TASK PROMPT
Show each line of the rows below that contains the word "dark", copying every such line in full. Case counts.

Entries taken from a collection:

◇ ◇ ◇

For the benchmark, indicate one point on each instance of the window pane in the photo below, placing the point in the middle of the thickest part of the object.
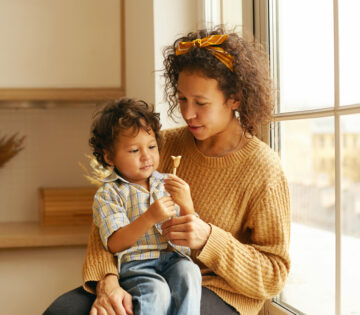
(306, 54)
(307, 153)
(349, 26)
(350, 153)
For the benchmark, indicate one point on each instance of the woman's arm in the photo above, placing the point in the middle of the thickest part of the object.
(257, 269)
(100, 274)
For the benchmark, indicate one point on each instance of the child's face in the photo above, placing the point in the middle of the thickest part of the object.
(203, 105)
(136, 155)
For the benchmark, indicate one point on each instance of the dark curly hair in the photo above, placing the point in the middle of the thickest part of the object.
(119, 115)
(249, 82)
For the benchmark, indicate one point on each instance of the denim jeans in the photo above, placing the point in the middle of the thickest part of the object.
(170, 284)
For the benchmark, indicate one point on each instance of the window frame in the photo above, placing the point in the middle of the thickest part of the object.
(268, 22)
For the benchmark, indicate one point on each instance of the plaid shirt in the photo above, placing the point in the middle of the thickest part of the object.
(119, 202)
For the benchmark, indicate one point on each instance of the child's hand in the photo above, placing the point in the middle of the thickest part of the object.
(180, 193)
(161, 209)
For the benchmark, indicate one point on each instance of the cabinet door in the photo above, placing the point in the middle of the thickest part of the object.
(61, 50)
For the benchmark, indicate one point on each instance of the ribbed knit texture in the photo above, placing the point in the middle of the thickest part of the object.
(244, 196)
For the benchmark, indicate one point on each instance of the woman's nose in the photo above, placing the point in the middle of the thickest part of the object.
(145, 154)
(188, 112)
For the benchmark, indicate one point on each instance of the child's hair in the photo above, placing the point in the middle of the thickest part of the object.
(117, 116)
(249, 82)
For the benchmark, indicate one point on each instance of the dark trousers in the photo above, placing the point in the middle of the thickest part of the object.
(78, 302)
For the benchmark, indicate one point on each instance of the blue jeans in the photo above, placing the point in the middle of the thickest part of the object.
(170, 284)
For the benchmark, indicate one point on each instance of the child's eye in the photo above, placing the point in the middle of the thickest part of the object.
(200, 104)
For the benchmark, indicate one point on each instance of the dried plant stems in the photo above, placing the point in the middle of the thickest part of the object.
(9, 147)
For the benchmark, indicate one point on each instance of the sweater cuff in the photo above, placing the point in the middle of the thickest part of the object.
(211, 248)
(91, 276)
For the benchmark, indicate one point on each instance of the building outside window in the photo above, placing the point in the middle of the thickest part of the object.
(314, 57)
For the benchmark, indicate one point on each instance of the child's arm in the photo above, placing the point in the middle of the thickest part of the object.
(128, 235)
(180, 193)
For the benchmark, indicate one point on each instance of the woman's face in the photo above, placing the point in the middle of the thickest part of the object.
(203, 105)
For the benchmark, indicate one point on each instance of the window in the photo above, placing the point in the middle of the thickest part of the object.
(315, 62)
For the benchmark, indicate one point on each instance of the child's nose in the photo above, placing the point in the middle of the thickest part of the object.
(188, 112)
(145, 154)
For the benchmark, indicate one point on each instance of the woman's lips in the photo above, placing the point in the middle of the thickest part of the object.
(146, 167)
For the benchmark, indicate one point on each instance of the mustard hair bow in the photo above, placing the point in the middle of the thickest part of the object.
(210, 43)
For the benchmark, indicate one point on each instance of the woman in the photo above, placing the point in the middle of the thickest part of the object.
(221, 85)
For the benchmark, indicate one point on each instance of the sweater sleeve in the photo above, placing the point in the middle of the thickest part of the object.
(98, 262)
(259, 268)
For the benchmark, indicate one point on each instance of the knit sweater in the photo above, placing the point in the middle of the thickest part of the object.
(244, 197)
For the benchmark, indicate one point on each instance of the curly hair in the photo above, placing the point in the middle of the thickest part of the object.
(119, 115)
(249, 82)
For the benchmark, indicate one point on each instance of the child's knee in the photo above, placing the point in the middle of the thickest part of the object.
(191, 274)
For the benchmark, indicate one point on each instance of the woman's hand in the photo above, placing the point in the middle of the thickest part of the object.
(180, 192)
(111, 299)
(161, 209)
(187, 230)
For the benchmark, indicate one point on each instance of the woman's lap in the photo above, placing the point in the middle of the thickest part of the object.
(78, 302)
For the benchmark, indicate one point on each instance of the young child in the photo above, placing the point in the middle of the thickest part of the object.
(131, 205)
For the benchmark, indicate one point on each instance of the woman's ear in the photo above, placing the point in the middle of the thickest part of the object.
(233, 103)
(107, 158)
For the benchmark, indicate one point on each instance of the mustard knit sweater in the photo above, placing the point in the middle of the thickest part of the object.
(244, 196)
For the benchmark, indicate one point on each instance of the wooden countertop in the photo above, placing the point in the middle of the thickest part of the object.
(31, 234)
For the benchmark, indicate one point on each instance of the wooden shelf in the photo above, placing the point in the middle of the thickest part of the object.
(31, 234)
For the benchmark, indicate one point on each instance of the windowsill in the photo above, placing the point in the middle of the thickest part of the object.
(32, 234)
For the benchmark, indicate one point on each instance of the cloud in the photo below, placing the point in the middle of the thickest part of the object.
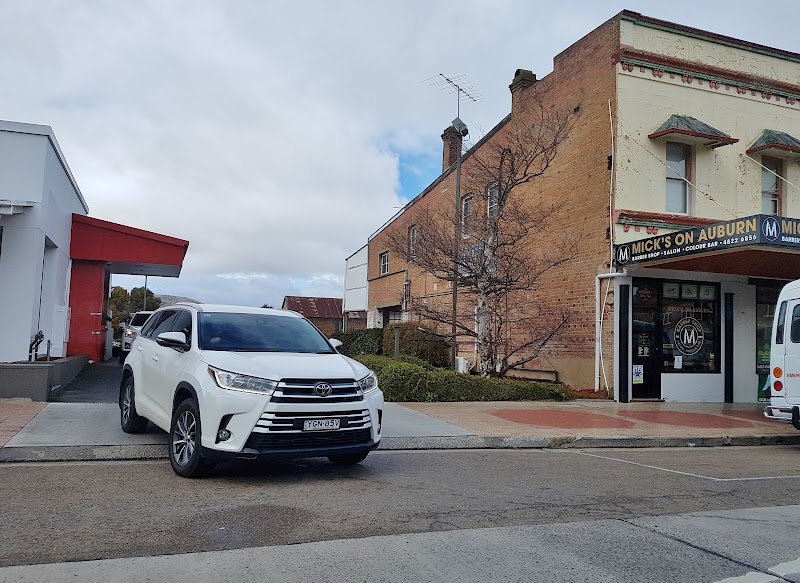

◇ ◇ ◇

COMPLETED EXERCISE
For the benchmark, indicate one point on each instance of the dark curly hair in the photo above, placing the point in the middle of the thickest part of the object.
For the benchmark, indicate one point on each instance of the dark trousers in the photo above, placing the point in the middle of the thickest part of the object.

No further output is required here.